Danıştay Kararı 9. Daire 1997/5059 E. 1999/226 K. 14.01.1999 T.

9. Daire         1997/5059 E.  ,  1999/226 K.
T.C.
D A N I Ş T A Y
DOKUZUNCU DAİRE
Esas No : 1997/5059
Karar No: 1999/226

Temyiz İsteminde Bulunan : Çankaya Belediye Başkanlığı -ANKARA
Vekili : ..
Karşı Taraf : …
Vekili : …

İstemin Özeti : Yükümlünün sahibi bulunduğu taşınmazın davalı idare tarafından kamulaştırılması üzerine Kamulaştırma Kanununun 39. maddesi uyarınca 1986 ila 1994 yılları için adına tarh edilen ve kamulaştırma bedelinden mahsup yolu ile tahsil edilen kusur cezalı emlak vergisinin faizi ile birlikte red ve iadesi istemiyle açılan davayı; gerek 3194 sayılı İmar Kanununun 13. maddesi ve gerekse Medeni Kanunu’nun 633. maddesinde açıklanan, işgal, istimlak ve cebri icra tarikiyle veya mahkeme ilamı ile bir gayrimenkulü iktisap eden kimsenin tescilden evvel dahi ona malik olacağı hükmü karşısında kesinti yolu ile tahsil edilen emlak vergisinde isabet bulunmadığı, kaldı ki, yükümlünün sözü edilen taşınmaza ait ilgili yıllar için emlak vergisi beyannamesini vermek suretiyle vergilerinin de ödendiği iddialarının aksinin davalı idarece kanıtlanamadığı, kaynakta kesilen …- liranın davacıya red ve iadesi icabedeceği, yükümlünün faiz istemine gelince, gerek 213 sayılı Vergi Usul Kanununda ve gerekse diğer vergi kanunlarında Danıştay veya mahkemeler tarafından vergilerin yükümlülere iadesine karar verilmesi durumunda yükümlü lehine kanuni faize de hükmedilmesini öngören bir hükme yer verilmediği gibi, 2577 sayılı Kanunun 28. maddesinin 6. fıkrasında açıklanan hüküm de olayda gerçekleşmediğinden yükümlünün faiz isteminin yerinde bulunmadığı gerekçesi ile kısmen kabul ederek kesinti yolu ile tahsil edilen vergi ve cezasının yükümlüye iadesine, faize ilişkin istemi ise reddeden … Vergi Mahkemesinin … tarih ve … sayılı kararının; Kamulaştırma Kanunu’nun 39. maddesine göre tarh ve tahsil edilen kusur cezalı emlak vergisinde isabetsizlik bulunmadığı iddiası ile bozulması isteminden ibarettir.

————————

* [Yapılacak İş]:
Danıştay kararına dayanarak şu soruları yanıtlayın:
1. Temyiz isteminde bulunan taraf kimdir?
2. Emlak vergisi hangi yıllar için tarh edilmiştir?
3. Vergi, Kamulaştırma Kanununun hangi maddesi uyarınca tarh edilmiştir?
Kayıtlara başvurmanız gerekmiyor.

Saklanan öğeler:
————————

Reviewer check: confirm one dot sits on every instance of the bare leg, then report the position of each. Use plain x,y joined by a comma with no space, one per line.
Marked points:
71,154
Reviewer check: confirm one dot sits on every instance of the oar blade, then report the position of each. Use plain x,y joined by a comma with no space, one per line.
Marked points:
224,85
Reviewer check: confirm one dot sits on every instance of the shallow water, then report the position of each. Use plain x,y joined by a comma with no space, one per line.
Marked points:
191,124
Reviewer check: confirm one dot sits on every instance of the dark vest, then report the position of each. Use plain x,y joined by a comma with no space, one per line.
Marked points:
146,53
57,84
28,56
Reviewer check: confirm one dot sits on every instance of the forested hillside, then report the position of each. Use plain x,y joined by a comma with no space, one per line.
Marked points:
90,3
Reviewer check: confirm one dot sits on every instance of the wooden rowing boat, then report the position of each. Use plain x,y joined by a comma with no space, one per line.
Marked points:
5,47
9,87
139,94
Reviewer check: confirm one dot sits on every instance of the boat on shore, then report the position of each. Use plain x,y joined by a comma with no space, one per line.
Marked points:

————————

* [Görevin Çözümü]:
1. Ankara'daki Çankaya Belediye Başkanlığı.
2. 1986 ila 1994 yılları için.
3. 39. maddesi uyarınca.